### Selection
▽

Below is a log of our real-time reactions as we watched. Remember that there may be spoilers for any part of SPN’s 15-season run here. Note also that the nature of our conversation is adult and thus it may contain adult language and themes.
[and we begin:]
Lor:
oooh right, Uriel is shitstirring
Mace:
YUP
This is the one with the teddy bear doctors, right?
Lor:
i think so
Mace:
I love that line but kind of hate the teddy bear
Lor:
yeeeeeah
it's dark
Mace:
it sure is
omg this waiter
Lor:
haaaahahahaha
Mace:
omg did dean just check out his ass?
Lor:
I BELIEVE HE DID
poor Dean. he just wants to drink a billion shots, Sam
Mace:
“down under” yep, that checks. I’m convinced Australia is indeed hell
Lor:
LOLOLOL
it certainly has monsters
Mace:
IT DOES
Lor:
lol Dean equal opportunity ass checking tonight
Mace:
Sammy looks SO GOOD in that shirt
YES
Lor:
"we gotta save these people"
he DOES
"the working title is Supernatural" SAMMY
Mace:
YAS
“yeah that’s weird"
Lor:
Sam is giving excellent "wait what" face
Mace:
HAHAHA
Lor:
"damn right I wanted to save some naked women"
Mace:
HAHAHA
Lor:
how many pockets does he HAVE in that coat?

△

### Task details
According to the viewing log, how many seasons did SPN run?

### Data extract
▽

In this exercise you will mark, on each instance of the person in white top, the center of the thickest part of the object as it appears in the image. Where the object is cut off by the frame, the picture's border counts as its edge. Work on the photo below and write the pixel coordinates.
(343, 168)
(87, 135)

△

### Answer
15 seasons.